* _STATED GOAL_
Copy every row below word for word, changing nothing.

------------------------

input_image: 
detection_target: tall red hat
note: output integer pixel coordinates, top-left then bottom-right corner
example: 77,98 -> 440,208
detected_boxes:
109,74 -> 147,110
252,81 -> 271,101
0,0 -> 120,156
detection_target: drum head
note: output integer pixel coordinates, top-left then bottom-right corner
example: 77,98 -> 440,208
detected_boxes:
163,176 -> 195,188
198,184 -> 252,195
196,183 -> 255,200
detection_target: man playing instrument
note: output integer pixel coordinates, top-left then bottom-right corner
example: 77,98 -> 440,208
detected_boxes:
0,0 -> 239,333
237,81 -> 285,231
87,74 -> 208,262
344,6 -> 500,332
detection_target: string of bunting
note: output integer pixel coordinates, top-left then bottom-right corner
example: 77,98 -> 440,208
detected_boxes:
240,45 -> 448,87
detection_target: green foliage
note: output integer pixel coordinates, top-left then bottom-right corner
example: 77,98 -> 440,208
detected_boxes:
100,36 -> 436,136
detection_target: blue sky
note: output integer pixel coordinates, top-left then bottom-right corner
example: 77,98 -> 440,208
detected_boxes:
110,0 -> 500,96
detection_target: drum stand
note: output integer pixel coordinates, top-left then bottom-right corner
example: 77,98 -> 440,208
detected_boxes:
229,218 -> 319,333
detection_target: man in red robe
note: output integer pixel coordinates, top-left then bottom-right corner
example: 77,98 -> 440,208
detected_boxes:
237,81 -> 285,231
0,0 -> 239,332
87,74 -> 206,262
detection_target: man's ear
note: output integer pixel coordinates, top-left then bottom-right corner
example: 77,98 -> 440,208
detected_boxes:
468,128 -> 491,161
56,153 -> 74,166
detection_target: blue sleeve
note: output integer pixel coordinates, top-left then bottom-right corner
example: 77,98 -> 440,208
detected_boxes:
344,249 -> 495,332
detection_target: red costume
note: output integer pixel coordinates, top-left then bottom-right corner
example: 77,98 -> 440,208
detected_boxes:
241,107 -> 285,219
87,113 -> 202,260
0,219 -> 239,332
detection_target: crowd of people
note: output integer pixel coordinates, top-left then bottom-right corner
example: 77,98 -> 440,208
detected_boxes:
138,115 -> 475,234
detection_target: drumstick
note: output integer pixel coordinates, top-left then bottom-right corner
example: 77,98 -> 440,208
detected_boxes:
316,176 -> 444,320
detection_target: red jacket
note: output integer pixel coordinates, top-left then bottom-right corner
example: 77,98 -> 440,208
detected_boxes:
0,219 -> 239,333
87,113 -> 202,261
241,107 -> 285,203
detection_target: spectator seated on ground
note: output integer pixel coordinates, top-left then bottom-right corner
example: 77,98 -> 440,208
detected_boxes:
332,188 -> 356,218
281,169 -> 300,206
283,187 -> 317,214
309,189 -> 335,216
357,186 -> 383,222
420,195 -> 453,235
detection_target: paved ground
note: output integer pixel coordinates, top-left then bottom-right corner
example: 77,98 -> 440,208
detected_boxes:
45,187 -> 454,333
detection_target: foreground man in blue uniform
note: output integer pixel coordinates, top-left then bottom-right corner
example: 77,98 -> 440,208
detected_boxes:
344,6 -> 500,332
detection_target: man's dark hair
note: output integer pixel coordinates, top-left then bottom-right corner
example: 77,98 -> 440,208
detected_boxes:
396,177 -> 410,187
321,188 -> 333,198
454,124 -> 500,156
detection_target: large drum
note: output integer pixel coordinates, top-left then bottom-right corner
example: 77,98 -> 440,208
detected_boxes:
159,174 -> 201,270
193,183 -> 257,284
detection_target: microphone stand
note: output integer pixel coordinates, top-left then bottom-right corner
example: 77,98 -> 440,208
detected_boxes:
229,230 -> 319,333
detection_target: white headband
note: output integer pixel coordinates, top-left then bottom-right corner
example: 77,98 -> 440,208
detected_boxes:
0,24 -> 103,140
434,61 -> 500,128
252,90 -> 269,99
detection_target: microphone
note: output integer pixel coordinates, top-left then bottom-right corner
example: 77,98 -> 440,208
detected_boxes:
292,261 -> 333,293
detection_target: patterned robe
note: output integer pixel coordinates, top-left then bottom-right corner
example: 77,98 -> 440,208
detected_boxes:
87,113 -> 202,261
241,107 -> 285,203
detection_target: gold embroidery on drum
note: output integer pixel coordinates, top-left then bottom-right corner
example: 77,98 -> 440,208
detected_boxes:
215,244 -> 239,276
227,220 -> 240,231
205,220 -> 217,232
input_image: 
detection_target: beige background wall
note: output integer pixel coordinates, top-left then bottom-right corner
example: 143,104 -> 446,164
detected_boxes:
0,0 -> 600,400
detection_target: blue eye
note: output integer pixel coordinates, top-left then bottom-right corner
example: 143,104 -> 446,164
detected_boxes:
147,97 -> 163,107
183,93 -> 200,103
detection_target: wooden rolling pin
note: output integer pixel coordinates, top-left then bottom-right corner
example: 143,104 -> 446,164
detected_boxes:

------------------------

* _WRITTEN SOLUTION_
input_image: 
detection_target: tall red hat
note: output integer pixel coordinates, top-left then bottom-right corner
example: 77,98 -> 440,208
detected_boxes:
109,74 -> 147,110
252,81 -> 271,101
0,0 -> 120,156
detection_target: drum head
note: output integer pixel coordinates, top-left then bottom-right corner
example: 77,98 -> 440,208
detected_boxes:
163,176 -> 195,188
198,184 -> 252,195
196,183 -> 255,200
detection_target: man playing instrument
note: output integer pixel coordinates, top-left then bottom-right corner
example: 77,98 -> 440,208
detected_boxes:
0,0 -> 239,333
237,81 -> 285,231
87,74 -> 208,262
344,6 -> 500,332
detection_target: string of bunting
note: output integer pixel coordinates, top-left then bottom-right corner
example: 77,98 -> 440,208
detected_boxes:
240,45 -> 448,87
detection_target: green foliage
note: output integer pixel coordinates, top-left then bottom-right corner
example: 77,98 -> 440,208
detected_boxes:
100,36 -> 436,136
detection_target: blue sky
note: output integer pixel coordinates, top-left then bottom-right corner
example: 77,98 -> 440,208
detected_boxes:
110,0 -> 500,96
detection_target: drum stand
note: output integer pixel coordinates, top-left then bottom-right corner
example: 77,98 -> 440,208
detected_boxes:
229,218 -> 319,333
detection_target: man in red robe
note: output integer pixel coordinates, top-left then bottom-right corner
example: 77,98 -> 440,208
detected_boxes:
237,81 -> 285,231
0,0 -> 239,332
87,74 -> 206,262
detection_target: man's ear
note: output integer pixel coordinates, top-left then bottom-right corner
example: 77,98 -> 440,208
detected_boxes:
468,128 -> 491,161
56,153 -> 74,166
detection_target: blue sleeve
note: output integer pixel coordinates, top-left then bottom-right corner
example: 77,98 -> 440,208
detected_boxes:
344,249 -> 495,332
detection_target: red costume
note: output integer pixel coordinates, top-left then bottom-right corner
example: 77,98 -> 440,208
detected_boxes:
241,107 -> 285,219
87,113 -> 202,260
0,219 -> 239,332
detection_target: crowd of people
note: output integer pixel coordinates, top-left then bottom-right corner
example: 77,98 -> 440,208
detected_boxes:
138,115 -> 475,234
detection_target: drumstick
note: output integer pixel coordinates, top-left then bottom-right corner
example: 77,98 -> 440,208
detected_boxes:
316,176 -> 444,320
detection_target: red jacket
note: output integer pixel coordinates, top-left then bottom-right corner
example: 77,98 -> 440,208
detected_boxes:
0,219 -> 239,333
87,113 -> 202,261
241,107 -> 285,203
detection_target: spectator seated on ground
note: output integer pixel coordinates, top-left then bottom-right corner
example: 77,98 -> 440,208
detected_boxes:
332,188 -> 356,218
281,169 -> 300,206
283,187 -> 317,214
309,189 -> 335,216
357,186 -> 383,222
420,195 -> 453,235
detection_target: paved ground
note: output integer pixel coordinates, top-left then bottom-right corner
example: 77,98 -> 440,208
detected_boxes:
45,187 -> 454,333
detection_target: foreground man in blue uniform
note: output integer pixel coordinates, top-left then bottom-right corner
example: 77,98 -> 440,208
detected_boxes:
344,6 -> 500,332
detection_target: man's dark hair
note: output integer pixel coordinates, top-left then bottom-right corner
example: 77,98 -> 440,208
detected_boxes:
396,177 -> 410,187
321,188 -> 333,198
454,124 -> 500,156
detection_target: large drum
note: output integer pixel coordinates, top-left then bottom-right corner
example: 77,98 -> 440,208
detected_boxes:
159,174 -> 201,270
193,183 -> 257,284
detection_target: microphone stand
note: output integer pixel coordinates, top-left then bottom-right corner
example: 77,98 -> 440,208
detected_boxes:
229,230 -> 319,333
detection_target: white headband
note: output integer pixel coordinates, top-left then bottom-right corner
example: 77,98 -> 440,208
detected_boxes:
0,24 -> 103,140
434,61 -> 500,128
252,90 -> 269,99
detection_target: microphone
note: output integer pixel coordinates, top-left then bottom-right corner
example: 77,98 -> 440,208
detected_boxes:
292,261 -> 333,293
detection_target: patterned robe
note: output integer pixel coordinates, top-left then bottom-right corner
example: 77,98 -> 440,208
detected_boxes:
87,113 -> 202,261
241,107 -> 285,203
detection_target: gold embroidery on drum
note: output integer pixel coordinates, top-left then bottom-right corner
example: 77,98 -> 440,208
detected_boxes:
215,244 -> 239,276
227,220 -> 240,231
205,220 -> 217,232
input_image: 
detection_target: beige background wall
note: output integer pixel coordinates, top-left then bottom-right corner
example: 143,104 -> 446,164
detected_boxes:
0,0 -> 600,400
detection_target: blue eye
note: output integer pixel coordinates, top-left then bottom-right corner
example: 143,104 -> 446,164
detected_boxes:
147,97 -> 163,107
183,93 -> 200,103
detection_target: wooden rolling pin
note: output integer pixel coordinates, top-left then bottom-right corner
example: 143,104 -> 446,164
detected_boxes:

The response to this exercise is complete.